SET OF TASKS:
A – According to the passage on the Neuengamme Main Trial, where was the British military court located?
B – In the passage on the Neuengamme Main Trial, list every cause of death it gives for the detainees in the sentence stating that more than 50% of them died.
C – Reproduce the part of the passage on the Neuengamme Main Trial starting with "Some aspects of" and going on through "the Allied Powers.".

TEXT UNDER STUDY Start Marker

It is the anniversary of one of the lesser-known war crime trials after the end of World War II, which were first initiated by the Allied Forces (such as the Nuremberg Trials 1945-49) and later also brought before German courts (Auschwitz Trials in the 1960s and -70s): The “Neuengamme Main Trial”.
Initiated under Royal Warrant the trial took place before a British military court from March until May 1946. As the court was located at the Hamburg Curiohaus, the proceedings also became known as the “Curiohaus-Prozess”. The court tried war crimes which had taken place in the concentration camp Neuengamme and its satellite camps near Hamburg where, from 1938 onwards, more than 100,000 mostly Allied prisoners of war were imprisoned under inhuman living and working conditions. More than 50% of detainees died there or as a consequence of forced labor, torture, hunger, medical experiments and the so-called death marches following the dissolution of the camp in late April 1945. Numerous prisoners also lost their lives during the historic bombing of the Cap Arcona and Thielbeck later on. Many children were among the victims of Neuengamme.
Some aspects of the Curiohaus Trial are especially interesting: First, the fact that it only concerned war crimes against citizens of the Allied Powers.

TEXT UNDER STUDY End Marker
DATA SECTION Start Marker

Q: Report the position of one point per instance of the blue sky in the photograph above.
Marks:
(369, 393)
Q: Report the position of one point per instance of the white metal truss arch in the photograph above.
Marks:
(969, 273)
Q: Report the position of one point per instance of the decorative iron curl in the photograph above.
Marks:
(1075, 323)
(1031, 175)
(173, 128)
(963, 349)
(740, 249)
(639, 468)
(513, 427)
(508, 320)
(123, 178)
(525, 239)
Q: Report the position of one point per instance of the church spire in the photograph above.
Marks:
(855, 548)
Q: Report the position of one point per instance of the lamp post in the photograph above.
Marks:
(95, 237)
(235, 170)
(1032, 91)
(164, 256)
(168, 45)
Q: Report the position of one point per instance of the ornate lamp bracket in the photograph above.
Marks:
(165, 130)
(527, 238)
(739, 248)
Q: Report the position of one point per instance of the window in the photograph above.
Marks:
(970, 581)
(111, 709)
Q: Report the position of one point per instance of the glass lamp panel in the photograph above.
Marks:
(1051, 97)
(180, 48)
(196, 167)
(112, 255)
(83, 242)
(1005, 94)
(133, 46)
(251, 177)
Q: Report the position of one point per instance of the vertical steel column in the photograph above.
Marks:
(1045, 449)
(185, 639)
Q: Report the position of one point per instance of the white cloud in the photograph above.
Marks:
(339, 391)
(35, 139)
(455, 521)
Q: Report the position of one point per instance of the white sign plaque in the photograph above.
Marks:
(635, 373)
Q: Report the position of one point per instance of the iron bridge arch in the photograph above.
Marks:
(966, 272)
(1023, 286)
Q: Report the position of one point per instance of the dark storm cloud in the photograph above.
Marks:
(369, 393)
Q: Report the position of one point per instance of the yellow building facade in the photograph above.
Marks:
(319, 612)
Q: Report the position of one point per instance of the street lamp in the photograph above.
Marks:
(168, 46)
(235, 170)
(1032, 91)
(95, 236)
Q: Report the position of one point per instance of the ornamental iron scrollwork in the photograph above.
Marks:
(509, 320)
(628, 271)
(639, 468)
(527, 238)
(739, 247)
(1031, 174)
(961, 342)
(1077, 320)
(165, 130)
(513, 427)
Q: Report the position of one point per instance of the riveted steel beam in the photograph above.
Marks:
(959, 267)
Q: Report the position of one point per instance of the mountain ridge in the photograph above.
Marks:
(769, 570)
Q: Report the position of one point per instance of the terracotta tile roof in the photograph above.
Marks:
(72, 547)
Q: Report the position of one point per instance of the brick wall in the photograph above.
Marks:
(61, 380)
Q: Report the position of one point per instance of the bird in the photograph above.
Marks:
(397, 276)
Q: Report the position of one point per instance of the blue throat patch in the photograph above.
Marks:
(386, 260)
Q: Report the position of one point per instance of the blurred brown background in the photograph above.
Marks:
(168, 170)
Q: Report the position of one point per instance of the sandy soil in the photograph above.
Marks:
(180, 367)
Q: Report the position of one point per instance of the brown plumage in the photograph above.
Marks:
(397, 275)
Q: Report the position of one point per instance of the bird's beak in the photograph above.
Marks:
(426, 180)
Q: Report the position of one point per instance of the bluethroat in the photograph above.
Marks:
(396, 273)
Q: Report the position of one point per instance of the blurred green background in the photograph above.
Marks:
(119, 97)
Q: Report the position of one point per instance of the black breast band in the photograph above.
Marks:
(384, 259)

DATA SECTION End Marker

SOLUTIONS PER TASK:
A – The court was located at the Hamburg Curiohaus.

B – forced labor, torture, hunger, medical experiments, the so-called death marches

C –
Some aspects of the Curiohaus Trial are especially interesting: First, the fact that it only concerned war crimes against citizens of the Allied Powers.